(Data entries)
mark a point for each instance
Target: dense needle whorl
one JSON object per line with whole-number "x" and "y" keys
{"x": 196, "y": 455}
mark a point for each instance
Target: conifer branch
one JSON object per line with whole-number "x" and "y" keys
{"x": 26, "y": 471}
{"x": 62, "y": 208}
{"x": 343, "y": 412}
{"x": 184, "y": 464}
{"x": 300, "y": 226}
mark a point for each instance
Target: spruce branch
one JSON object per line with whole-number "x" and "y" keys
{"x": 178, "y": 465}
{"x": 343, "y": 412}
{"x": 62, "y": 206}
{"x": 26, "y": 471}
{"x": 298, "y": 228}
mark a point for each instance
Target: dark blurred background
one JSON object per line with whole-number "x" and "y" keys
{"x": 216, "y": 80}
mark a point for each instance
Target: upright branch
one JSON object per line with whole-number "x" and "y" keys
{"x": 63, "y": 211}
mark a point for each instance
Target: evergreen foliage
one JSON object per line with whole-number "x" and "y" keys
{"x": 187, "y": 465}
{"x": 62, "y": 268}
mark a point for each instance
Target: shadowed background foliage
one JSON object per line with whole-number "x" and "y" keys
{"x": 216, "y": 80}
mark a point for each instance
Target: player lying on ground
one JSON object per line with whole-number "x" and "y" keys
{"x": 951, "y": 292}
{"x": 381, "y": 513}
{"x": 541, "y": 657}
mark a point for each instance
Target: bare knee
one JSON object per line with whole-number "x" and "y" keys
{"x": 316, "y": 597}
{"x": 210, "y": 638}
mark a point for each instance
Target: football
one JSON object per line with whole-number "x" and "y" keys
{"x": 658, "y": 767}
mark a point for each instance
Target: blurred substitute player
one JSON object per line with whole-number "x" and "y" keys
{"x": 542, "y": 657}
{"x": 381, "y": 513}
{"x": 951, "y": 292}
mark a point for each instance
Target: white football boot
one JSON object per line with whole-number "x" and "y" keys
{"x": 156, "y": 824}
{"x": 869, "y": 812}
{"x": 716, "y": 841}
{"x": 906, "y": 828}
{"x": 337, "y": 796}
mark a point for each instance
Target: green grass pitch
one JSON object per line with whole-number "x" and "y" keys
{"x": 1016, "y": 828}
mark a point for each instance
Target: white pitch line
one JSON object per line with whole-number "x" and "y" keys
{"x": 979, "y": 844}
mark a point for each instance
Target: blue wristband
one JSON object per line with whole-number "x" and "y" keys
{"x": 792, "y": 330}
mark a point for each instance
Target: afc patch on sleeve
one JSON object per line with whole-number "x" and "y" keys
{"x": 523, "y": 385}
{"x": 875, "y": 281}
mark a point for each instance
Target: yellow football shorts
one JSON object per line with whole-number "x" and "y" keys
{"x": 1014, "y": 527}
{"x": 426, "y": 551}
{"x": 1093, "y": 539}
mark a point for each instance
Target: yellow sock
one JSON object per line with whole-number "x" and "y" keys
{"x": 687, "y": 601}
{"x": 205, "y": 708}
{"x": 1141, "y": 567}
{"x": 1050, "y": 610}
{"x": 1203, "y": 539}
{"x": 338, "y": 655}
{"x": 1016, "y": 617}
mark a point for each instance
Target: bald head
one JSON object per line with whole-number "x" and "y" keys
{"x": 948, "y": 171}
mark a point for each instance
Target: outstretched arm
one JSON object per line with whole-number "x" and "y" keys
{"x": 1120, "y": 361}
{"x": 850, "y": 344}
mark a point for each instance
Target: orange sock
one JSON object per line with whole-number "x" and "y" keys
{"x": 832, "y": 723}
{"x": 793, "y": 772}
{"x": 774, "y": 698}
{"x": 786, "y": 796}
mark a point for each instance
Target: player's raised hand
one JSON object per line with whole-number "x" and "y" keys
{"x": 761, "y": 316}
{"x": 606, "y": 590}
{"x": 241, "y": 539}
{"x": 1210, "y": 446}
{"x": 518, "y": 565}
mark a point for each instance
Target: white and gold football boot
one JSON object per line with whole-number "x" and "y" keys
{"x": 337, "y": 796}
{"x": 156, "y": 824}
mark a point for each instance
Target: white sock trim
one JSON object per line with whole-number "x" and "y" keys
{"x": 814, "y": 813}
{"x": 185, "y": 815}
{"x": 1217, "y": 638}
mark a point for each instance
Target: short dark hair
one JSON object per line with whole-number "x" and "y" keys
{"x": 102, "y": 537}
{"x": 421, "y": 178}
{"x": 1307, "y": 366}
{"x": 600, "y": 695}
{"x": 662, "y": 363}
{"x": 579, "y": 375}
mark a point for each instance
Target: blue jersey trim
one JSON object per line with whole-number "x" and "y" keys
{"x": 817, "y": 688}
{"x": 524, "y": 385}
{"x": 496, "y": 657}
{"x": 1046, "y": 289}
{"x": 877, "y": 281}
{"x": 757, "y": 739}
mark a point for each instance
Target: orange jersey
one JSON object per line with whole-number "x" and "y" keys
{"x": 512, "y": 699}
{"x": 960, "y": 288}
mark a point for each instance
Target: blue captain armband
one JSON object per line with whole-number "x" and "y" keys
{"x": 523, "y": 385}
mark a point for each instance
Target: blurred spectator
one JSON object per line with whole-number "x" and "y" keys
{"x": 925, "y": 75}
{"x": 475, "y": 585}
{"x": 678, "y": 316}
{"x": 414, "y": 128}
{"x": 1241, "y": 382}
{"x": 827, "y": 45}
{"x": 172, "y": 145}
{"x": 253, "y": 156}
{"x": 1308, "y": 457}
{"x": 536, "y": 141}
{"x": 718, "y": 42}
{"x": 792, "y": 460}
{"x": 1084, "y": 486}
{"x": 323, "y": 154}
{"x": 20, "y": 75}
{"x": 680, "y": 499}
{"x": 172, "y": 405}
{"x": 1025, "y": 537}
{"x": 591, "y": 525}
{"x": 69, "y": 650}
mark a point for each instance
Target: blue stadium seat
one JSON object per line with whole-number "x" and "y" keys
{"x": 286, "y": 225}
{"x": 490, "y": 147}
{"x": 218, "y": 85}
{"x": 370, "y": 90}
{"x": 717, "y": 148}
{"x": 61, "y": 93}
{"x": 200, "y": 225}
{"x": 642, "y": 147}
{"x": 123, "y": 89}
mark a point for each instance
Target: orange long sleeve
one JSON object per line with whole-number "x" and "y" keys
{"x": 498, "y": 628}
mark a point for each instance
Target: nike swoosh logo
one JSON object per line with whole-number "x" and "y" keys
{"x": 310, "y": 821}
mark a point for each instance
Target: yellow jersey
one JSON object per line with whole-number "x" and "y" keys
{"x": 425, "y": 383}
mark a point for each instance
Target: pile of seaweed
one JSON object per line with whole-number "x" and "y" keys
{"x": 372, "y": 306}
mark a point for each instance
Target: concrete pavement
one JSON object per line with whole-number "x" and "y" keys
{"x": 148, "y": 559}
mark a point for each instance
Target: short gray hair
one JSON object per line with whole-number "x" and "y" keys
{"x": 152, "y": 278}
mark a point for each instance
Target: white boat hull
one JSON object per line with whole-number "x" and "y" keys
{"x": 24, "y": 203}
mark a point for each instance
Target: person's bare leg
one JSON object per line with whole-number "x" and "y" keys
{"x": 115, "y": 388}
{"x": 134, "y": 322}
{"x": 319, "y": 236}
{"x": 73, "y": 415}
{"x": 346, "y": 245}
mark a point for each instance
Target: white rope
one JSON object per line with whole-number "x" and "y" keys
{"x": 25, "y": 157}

■ Stated problem
Extract each entry in full and write it down exactly.

■ Solution for this task
mark a point for each instance
Target: dense needle whorl
one JSON object per line with whole-number "x" and "y" keys
{"x": 196, "y": 455}
mark a point for each instance
Target: conifer branch
one JSON object per line with whole-number "x" and "y" keys
{"x": 26, "y": 471}
{"x": 62, "y": 208}
{"x": 343, "y": 412}
{"x": 184, "y": 464}
{"x": 300, "y": 226}
mark a point for each instance
Target: spruce branch
one JSON object per line with whole-number "x" and "y" keys
{"x": 178, "y": 465}
{"x": 343, "y": 412}
{"x": 62, "y": 206}
{"x": 26, "y": 471}
{"x": 298, "y": 228}
mark a point for each instance
Target: dark blurred background
one JSON object per line with whole-number "x" and "y" keys
{"x": 216, "y": 80}
mark a point for each instance
Target: upright branch
one JSON object per line with whole-number "x" and "y" keys
{"x": 63, "y": 211}
mark a point for each instance
Target: evergreen foliage
one JSON object per line with whole-number "x" and "y" keys
{"x": 187, "y": 465}
{"x": 62, "y": 268}
mark a point for each instance
Target: shadowed background foliage
one JSON object per line with whole-number "x" and "y" keys
{"x": 216, "y": 80}
mark a point for each instance
Target: player lying on ground
one JSON object per line with whole-number "x" and "y" keys
{"x": 951, "y": 292}
{"x": 381, "y": 513}
{"x": 541, "y": 657}
mark a point for each instance
Target: bare knee
one JSON object per line with whole-number "x" and "y" keys
{"x": 316, "y": 597}
{"x": 210, "y": 638}
mark a point for each instance
Target: football
one JSON object per line with whole-number "x" and "y" keys
{"x": 658, "y": 767}
mark a point for each instance
Target: blurred substitute player
one JSON object per line with whole-number "x" and "y" keys
{"x": 542, "y": 657}
{"x": 381, "y": 513}
{"x": 951, "y": 292}
mark a point for each instance
Target: white football boot
one JSON object per line with whole-number "x" and "y" keys
{"x": 156, "y": 824}
{"x": 869, "y": 812}
{"x": 716, "y": 841}
{"x": 906, "y": 828}
{"x": 337, "y": 796}
mark a point for each instance
Target: green grass pitch
one JSON object per line with whole-number "x" and "y" keys
{"x": 1016, "y": 828}
mark a point for each instance
Target: white pitch line
one JSON object per line with whole-number "x" and "y" keys
{"x": 979, "y": 844}
mark a point for each instance
Target: blue wristband
one JSON object per line with whole-number "x" and "y" keys
{"x": 792, "y": 330}
mark a point for each instance
Target: afc patch on sleeve
one JSON object per line with whole-number "x" and "y" keys
{"x": 523, "y": 385}
{"x": 875, "y": 281}
mark a point for each instance
Target: yellow football shorts
one JSON object per line with whole-number "x" and "y" keys
{"x": 1014, "y": 527}
{"x": 426, "y": 551}
{"x": 1093, "y": 539}
mark a point for each instance
Target: yellow sock
one JSON object per line with whole-number "x" and "y" keys
{"x": 687, "y": 601}
{"x": 205, "y": 708}
{"x": 1141, "y": 567}
{"x": 1050, "y": 610}
{"x": 1203, "y": 539}
{"x": 338, "y": 655}
{"x": 1016, "y": 617}
mark a point for each instance
Target: bald head
one JSON object per line with whole-number "x" and "y" keys
{"x": 948, "y": 171}
mark a point for each instance
Target: outstretched arm
one JSON object per line with whole-number "x" and "y" keys
{"x": 1120, "y": 361}
{"x": 850, "y": 344}
mark a point for each instance
Target: orange sock
one JSON object per line with whole-number "x" and "y" keys
{"x": 832, "y": 723}
{"x": 793, "y": 772}
{"x": 774, "y": 698}
{"x": 786, "y": 796}
mark a point for each instance
Target: player's raised hand
one JSON object per line with whole-number "x" and "y" keys
{"x": 761, "y": 316}
{"x": 606, "y": 590}
{"x": 241, "y": 539}
{"x": 1210, "y": 446}
{"x": 518, "y": 565}
mark a point for each instance
Target: white and gold football boot
one JSON object per line with whole-number "x" and "y" keys
{"x": 337, "y": 796}
{"x": 156, "y": 824}
mark a point for each instance
Target: white sock trim
one JSON object per line with whole-number "x" and "y" keys
{"x": 814, "y": 813}
{"x": 185, "y": 815}
{"x": 1217, "y": 638}
mark a point for each instance
Target: short dark hair
one JSON object per line with whole-number "x" and "y" keys
{"x": 102, "y": 537}
{"x": 421, "y": 178}
{"x": 1307, "y": 366}
{"x": 600, "y": 695}
{"x": 662, "y": 363}
{"x": 579, "y": 375}
mark a point for each instance
Target: blue jersey trim
one JSON object per line with whole-number "x" and "y" keys
{"x": 817, "y": 688}
{"x": 524, "y": 385}
{"x": 496, "y": 657}
{"x": 1046, "y": 289}
{"x": 877, "y": 281}
{"x": 757, "y": 739}
mark a point for each instance
Target: orange jersey
one JSON object per line with whole-number "x" and "y" keys
{"x": 512, "y": 699}
{"x": 960, "y": 288}
mark a point for each instance
Target: blue captain armband
one JSON object per line with whole-number "x" and "y" keys
{"x": 523, "y": 385}
mark a point for each instance
Target: blurred spectator
one JSON object per line with whole-number "x" and "y" keys
{"x": 925, "y": 75}
{"x": 475, "y": 585}
{"x": 678, "y": 316}
{"x": 414, "y": 128}
{"x": 1241, "y": 382}
{"x": 827, "y": 45}
{"x": 172, "y": 145}
{"x": 253, "y": 156}
{"x": 1308, "y": 457}
{"x": 536, "y": 141}
{"x": 718, "y": 42}
{"x": 792, "y": 460}
{"x": 1084, "y": 486}
{"x": 323, "y": 154}
{"x": 20, "y": 75}
{"x": 680, "y": 499}
{"x": 172, "y": 405}
{"x": 1025, "y": 537}
{"x": 591, "y": 525}
{"x": 69, "y": 650}
mark a point for each instance
Target: blue stadium seat
one JSON object per line with whole-number "x" and "y" keys
{"x": 286, "y": 225}
{"x": 490, "y": 147}
{"x": 218, "y": 85}
{"x": 370, "y": 90}
{"x": 717, "y": 148}
{"x": 61, "y": 93}
{"x": 200, "y": 225}
{"x": 642, "y": 147}
{"x": 123, "y": 89}
mark a point for each instance
Target: orange long sleeve
one JSON object per line with whole-number "x" and "y" keys
{"x": 498, "y": 628}
mark a point for each instance
Target: nike swoosh logo
one JSON object per line with whole-number "x" and "y" keys
{"x": 310, "y": 821}
mark a point for each instance
Target: yellow jersey
one JSON object per line with whole-number "x" and "y" keys
{"x": 425, "y": 383}
mark a point for each instance
Target: pile of seaweed
one JSON object per line with whole-number "x" and "y" keys
{"x": 372, "y": 306}
mark a point for each instance
Target: concrete pavement
one JSON object per line with whole-number "x" and "y" keys
{"x": 148, "y": 559}
mark a point for each instance
Target: short gray hair
one JSON object per line with whole-number "x" and "y" keys
{"x": 152, "y": 278}
mark a point for each instance
Target: white boat hull
one JSON object per line with whole-number "x" and "y" keys
{"x": 24, "y": 203}
mark a point for each instance
Target: person's bare leg
one JSON object per line with whole-number "x" and "y" keys
{"x": 115, "y": 388}
{"x": 134, "y": 322}
{"x": 319, "y": 236}
{"x": 73, "y": 415}
{"x": 346, "y": 245}
mark a point for each instance
Target: white rope
one JSON object per line with whole-number "x" and "y" keys
{"x": 25, "y": 157}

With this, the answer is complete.